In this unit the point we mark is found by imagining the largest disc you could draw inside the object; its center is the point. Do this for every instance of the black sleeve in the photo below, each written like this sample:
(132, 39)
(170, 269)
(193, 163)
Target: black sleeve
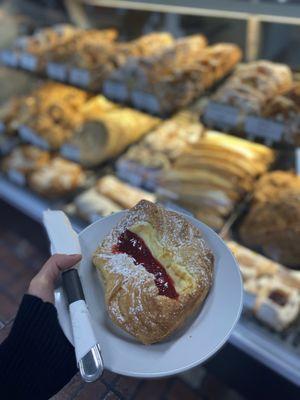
(36, 359)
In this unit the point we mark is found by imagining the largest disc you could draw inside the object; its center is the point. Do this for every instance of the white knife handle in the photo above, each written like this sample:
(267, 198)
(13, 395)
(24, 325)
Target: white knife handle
(87, 349)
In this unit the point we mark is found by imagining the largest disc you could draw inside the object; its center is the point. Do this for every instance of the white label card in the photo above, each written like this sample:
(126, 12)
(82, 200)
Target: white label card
(57, 71)
(28, 135)
(297, 156)
(29, 62)
(71, 152)
(115, 90)
(9, 58)
(260, 127)
(80, 77)
(220, 115)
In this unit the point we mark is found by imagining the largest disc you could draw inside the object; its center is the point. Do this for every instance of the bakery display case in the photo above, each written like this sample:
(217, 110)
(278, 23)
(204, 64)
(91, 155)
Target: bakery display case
(97, 113)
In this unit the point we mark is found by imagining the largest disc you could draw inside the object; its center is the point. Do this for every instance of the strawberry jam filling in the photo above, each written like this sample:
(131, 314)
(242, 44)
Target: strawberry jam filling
(131, 244)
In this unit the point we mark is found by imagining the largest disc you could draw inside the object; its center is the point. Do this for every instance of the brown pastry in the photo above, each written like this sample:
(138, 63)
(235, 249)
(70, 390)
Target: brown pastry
(120, 192)
(252, 85)
(156, 269)
(25, 159)
(52, 112)
(273, 221)
(217, 171)
(105, 136)
(59, 178)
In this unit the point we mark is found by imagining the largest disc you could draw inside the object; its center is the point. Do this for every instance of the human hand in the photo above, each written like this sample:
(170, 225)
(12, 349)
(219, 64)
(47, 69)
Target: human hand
(42, 285)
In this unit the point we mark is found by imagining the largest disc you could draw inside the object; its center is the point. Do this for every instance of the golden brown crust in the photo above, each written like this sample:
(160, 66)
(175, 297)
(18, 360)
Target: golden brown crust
(58, 178)
(132, 298)
(274, 218)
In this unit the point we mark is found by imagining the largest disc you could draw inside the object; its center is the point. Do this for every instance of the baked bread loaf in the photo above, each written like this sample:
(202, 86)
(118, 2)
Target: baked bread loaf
(107, 134)
(52, 112)
(58, 178)
(273, 221)
(156, 269)
(252, 85)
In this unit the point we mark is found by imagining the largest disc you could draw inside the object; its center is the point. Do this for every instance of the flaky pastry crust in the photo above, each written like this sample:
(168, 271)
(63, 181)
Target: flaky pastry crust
(132, 297)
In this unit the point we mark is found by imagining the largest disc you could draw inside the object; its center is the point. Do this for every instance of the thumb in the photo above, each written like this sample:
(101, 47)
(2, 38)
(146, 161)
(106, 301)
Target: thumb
(42, 285)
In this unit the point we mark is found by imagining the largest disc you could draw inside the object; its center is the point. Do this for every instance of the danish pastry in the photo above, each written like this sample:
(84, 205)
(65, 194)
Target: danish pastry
(58, 178)
(122, 193)
(273, 221)
(156, 269)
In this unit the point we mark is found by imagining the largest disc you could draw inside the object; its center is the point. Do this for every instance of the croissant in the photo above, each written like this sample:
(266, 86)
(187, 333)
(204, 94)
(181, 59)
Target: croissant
(156, 269)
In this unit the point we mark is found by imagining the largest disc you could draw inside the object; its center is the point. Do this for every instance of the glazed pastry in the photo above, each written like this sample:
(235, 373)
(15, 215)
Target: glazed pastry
(45, 39)
(273, 221)
(52, 112)
(107, 134)
(277, 304)
(25, 159)
(252, 85)
(125, 195)
(212, 174)
(152, 288)
(252, 264)
(58, 178)
(91, 203)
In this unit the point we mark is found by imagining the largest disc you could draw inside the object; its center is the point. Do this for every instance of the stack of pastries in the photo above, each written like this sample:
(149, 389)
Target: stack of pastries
(107, 196)
(52, 111)
(253, 85)
(286, 109)
(160, 148)
(273, 291)
(273, 222)
(45, 39)
(213, 174)
(84, 50)
(102, 57)
(106, 130)
(48, 175)
(175, 77)
(85, 129)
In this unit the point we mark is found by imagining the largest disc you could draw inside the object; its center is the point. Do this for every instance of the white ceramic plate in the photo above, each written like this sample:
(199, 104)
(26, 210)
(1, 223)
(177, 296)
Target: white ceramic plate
(200, 338)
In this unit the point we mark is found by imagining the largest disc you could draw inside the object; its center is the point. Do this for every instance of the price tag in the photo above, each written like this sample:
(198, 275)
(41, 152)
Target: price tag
(297, 156)
(80, 77)
(28, 135)
(115, 90)
(221, 116)
(70, 152)
(9, 58)
(145, 101)
(57, 71)
(29, 62)
(16, 177)
(271, 131)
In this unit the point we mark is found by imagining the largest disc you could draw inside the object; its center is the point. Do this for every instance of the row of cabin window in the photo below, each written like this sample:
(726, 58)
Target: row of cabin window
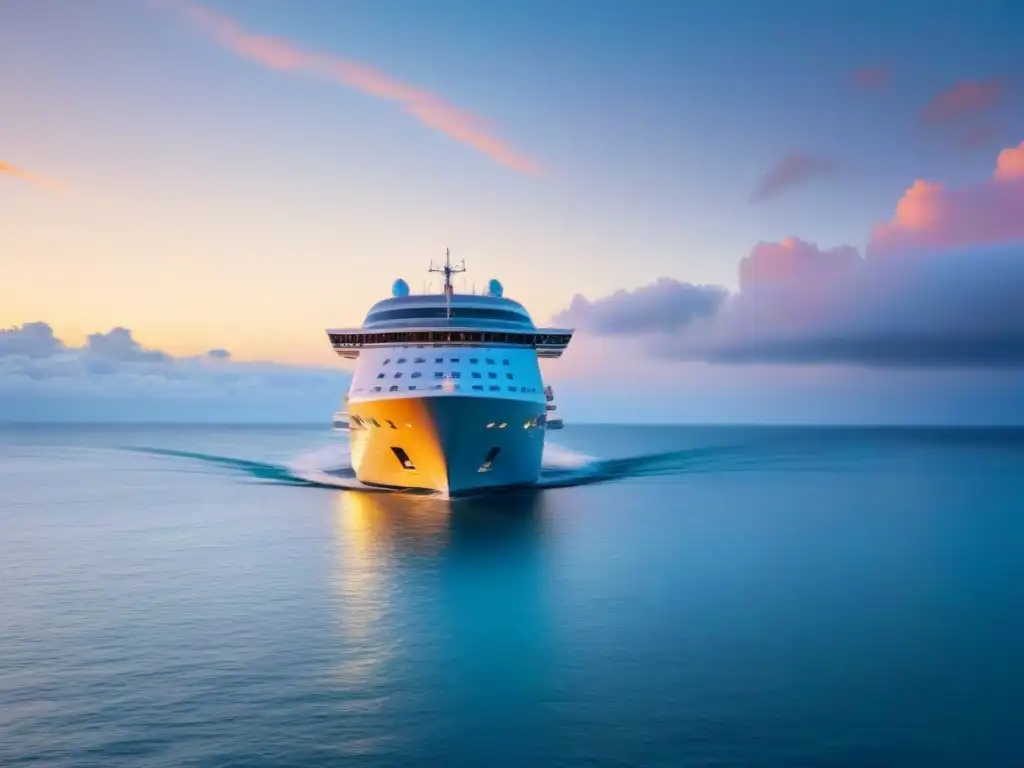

+-------+

Once the pictures are set aside, give every line above again without alteration.

In this unit the point we mark is found by imagining the largest disc you could draw inside the object; its center is the point. Do this for every instance of the black sleeve in the photo below, each written like this sample:
(132, 39)
(170, 269)
(193, 163)
Target: black sleeve
(36, 359)
In this unit the point we mark is found by imagining the largest disc you could draw inside the object; its center is the point. Do this for every instance of the white knife handle in the photo above, each written like this sample:
(267, 198)
(13, 395)
(24, 325)
Target: white knife handle
(87, 349)
In this unit the point we mark is found by imagining the largest disc you could draw inside the object; its center is the point. Do this for every instance of the white label card in the photo above, each written like this sample:
(126, 12)
(82, 200)
Target: white label card
(57, 71)
(28, 135)
(297, 156)
(29, 62)
(71, 152)
(115, 90)
(9, 58)
(260, 127)
(80, 77)
(220, 115)
In this unit the point we mark is found by imagining the largest disc you could draw inside the object; its center is the point. Do this for every instance of the bakery display case in the photo above, each written like this sample:
(217, 110)
(278, 23)
(204, 64)
(91, 155)
Target: bakery display case
(97, 113)
In this unit the point we mark is found by imagining the largest disc you could draw inside the object; its center is the point. Do this for every instance of the strawberry jam filling in the photo above, each written like this sample:
(131, 314)
(242, 44)
Target: strawberry jam filling
(131, 244)
In this unit the point we mark is found by imagining the largest disc you could draw inside the object; its center is the point. Do this for every instance of the brown pastry in the photo above, each written like this sample:
(138, 63)
(235, 249)
(70, 390)
Target: brown pastry
(120, 192)
(252, 85)
(156, 269)
(25, 159)
(52, 112)
(273, 221)
(217, 171)
(105, 136)
(59, 178)
In this unit the point we mark is found by imagining the largest disc you could draw inside the object; its center is the point. Do this for every instance of the human hand in the photo above, each written like this sample:
(170, 225)
(12, 349)
(219, 64)
(47, 69)
Target: human hand
(42, 285)
In this unit the point we mark is found by imagining the largest disc you could draw inside the object; its center is the point. Do this for every instance of the golden brown crust in the photo above, each written like this sample:
(160, 66)
(175, 297)
(18, 360)
Target: golden brown crust
(58, 178)
(132, 298)
(274, 218)
In this unit the point we mark is found by imagining the largest disc you could draw inside the object; its center is the point. Do this for every instance of the baked bread loaf in the photo above, each written like this sample:
(202, 86)
(118, 2)
Target: baked bread loaf
(107, 134)
(52, 112)
(58, 178)
(273, 221)
(156, 269)
(252, 85)
In this unit the point we mark is found by imagining the largest disc you could draw inside the object; its center is the point. Do this for every instance of the flaky pastry crust in the photo above, each written like this sample:
(168, 271)
(63, 181)
Target: flaky pastry crust
(132, 297)
In this unit the point we mark is found by imagining the largest disc you could draw inside the object; its center is the point. Do this for every instance of the thumb in the photo above, each written like this sample:
(101, 47)
(2, 38)
(146, 161)
(106, 301)
Target: thumb
(42, 285)
In this unit the point we mark is found by imagining the largest disc you could draw inside the object; its center is the point. Do this for every instance of the danish pastry in the photo above, each written like this sample:
(84, 205)
(65, 194)
Target: danish pastry
(58, 178)
(122, 193)
(273, 221)
(156, 269)
In this unit the point we mark is found by imagining the largest disc you could draw inside the object; its center is the point. Do this for every instance of the croissant in the photo above, each written like this sample:
(266, 86)
(187, 333)
(204, 94)
(181, 59)
Target: croissant
(156, 269)
In this unit the point we mark is found by imagining the largest disc you could draw inside the object; its center is the point. Do this for every instance of the glazed pastry in the photo above, each written like this sample:
(235, 373)
(15, 215)
Target: glazed pastry
(45, 39)
(273, 221)
(52, 112)
(107, 134)
(277, 304)
(25, 159)
(252, 85)
(125, 195)
(212, 174)
(152, 288)
(252, 264)
(58, 178)
(91, 203)
In this unit the point we mark is found by imagining the largest disc you could draw inside the object; its center is the point. Do this for every instance of the stack of pastries in the photo above, each written like this sample:
(149, 389)
Target: stack of pastries
(107, 196)
(52, 111)
(253, 85)
(286, 109)
(160, 148)
(273, 291)
(273, 222)
(45, 39)
(213, 174)
(84, 50)
(102, 57)
(106, 130)
(48, 175)
(175, 77)
(85, 129)
In this unit the point we mark is found by imagining the largest disc you could draw inside the object; its center is the point. Do this for every instance of the white ceramic plate in the photo above, each written like this sample:
(199, 104)
(26, 210)
(1, 223)
(177, 296)
Target: white ceramic plate
(200, 338)
In this unit the point we mark is found by imagining the largest disc you could draw inside the object; its center is the point. Do this for every instance of the price tag in the photo above, each written like this sample:
(198, 275)
(41, 152)
Target: price tag
(297, 156)
(80, 77)
(28, 135)
(115, 90)
(221, 116)
(70, 152)
(9, 58)
(145, 101)
(57, 71)
(29, 62)
(16, 177)
(271, 131)
In this unit the point we mark is found by imagining the largest disc you could draw inside the object; its center is the point. Do this for every instance of the row of cabin window in the photo below, each written like this sample:
(726, 58)
Target: row of cabin window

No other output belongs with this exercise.